TASK DETAILS
For the entries below, print exactly the lines between the line holding "Drop one point on every instance of the black" and the line holding "Drop one point on every instance of the dark", inclusive, and nothing else.

SOURCE RECORDS

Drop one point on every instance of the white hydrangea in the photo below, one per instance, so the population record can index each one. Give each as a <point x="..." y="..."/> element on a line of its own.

...

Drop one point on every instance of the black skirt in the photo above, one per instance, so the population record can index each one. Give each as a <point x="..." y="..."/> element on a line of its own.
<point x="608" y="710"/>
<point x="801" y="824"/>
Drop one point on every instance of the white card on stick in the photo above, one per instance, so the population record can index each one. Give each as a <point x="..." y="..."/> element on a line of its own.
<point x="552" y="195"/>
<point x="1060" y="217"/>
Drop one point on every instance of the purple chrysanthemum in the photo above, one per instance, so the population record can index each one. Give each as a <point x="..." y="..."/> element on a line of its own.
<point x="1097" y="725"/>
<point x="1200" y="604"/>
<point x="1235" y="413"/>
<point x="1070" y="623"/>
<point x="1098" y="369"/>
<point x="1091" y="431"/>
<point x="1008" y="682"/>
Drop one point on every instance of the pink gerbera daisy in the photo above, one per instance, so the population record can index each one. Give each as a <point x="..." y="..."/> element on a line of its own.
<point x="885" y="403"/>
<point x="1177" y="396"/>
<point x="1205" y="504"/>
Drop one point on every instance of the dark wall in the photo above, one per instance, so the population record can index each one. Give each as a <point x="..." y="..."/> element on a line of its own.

==

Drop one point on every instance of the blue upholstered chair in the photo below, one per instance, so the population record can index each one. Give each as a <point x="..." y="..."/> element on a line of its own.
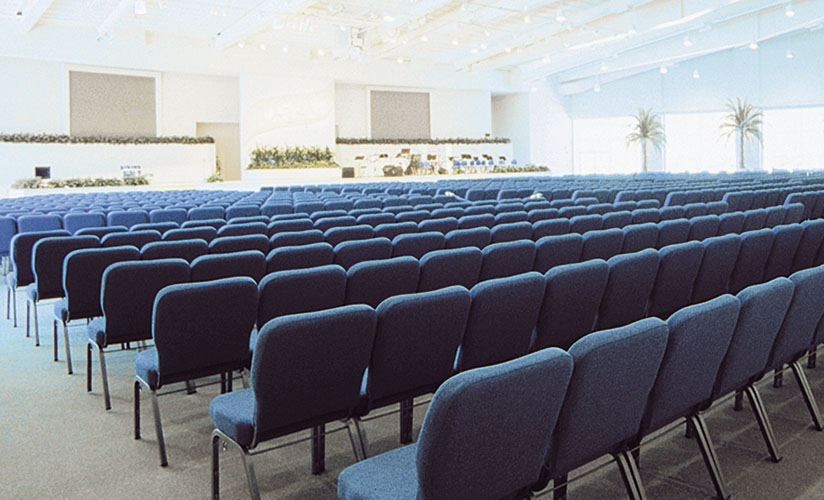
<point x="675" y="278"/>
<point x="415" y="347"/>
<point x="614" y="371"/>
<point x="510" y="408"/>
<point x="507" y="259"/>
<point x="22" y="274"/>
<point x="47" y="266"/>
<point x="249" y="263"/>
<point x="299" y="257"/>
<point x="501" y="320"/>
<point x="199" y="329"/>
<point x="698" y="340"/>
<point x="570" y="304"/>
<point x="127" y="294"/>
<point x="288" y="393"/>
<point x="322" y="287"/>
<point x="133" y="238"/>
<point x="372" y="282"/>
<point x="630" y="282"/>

ANSWER SECTION
Drop one point on every instance of the black skirt in the photo above, one per instance, so the population record can index each one. Give each as a <point x="..." y="..."/> element on a line of its own.
<point x="608" y="710"/>
<point x="801" y="824"/>
Drop one point on every instance of the white card on stick in the photo above, one per instance, so the population record can index each one. Give each as a <point x="..." y="..."/> element on a line of its own.
<point x="552" y="195"/>
<point x="1060" y="217"/>
Drop one point on every instance of the purple chrysanthemum in the photo above, one per instance, so the population record can index each one. Give each as a <point x="..." y="..."/> element on a line of its own.
<point x="1097" y="725"/>
<point x="1200" y="604"/>
<point x="1235" y="413"/>
<point x="1070" y="623"/>
<point x="1098" y="369"/>
<point x="1091" y="431"/>
<point x="1008" y="682"/>
Drop one point on every instance of the pink gerbera daisy in the photo above, one per instance, so the population record can index each one. Give each as a <point x="..." y="..."/> element on a line of its own.
<point x="885" y="403"/>
<point x="1177" y="396"/>
<point x="1205" y="504"/>
Drop one point on every instance of the dark wall in the photo above, one per instance, so the population record can index each one. Give each as a <point x="..." y="..."/> element on a line of its own.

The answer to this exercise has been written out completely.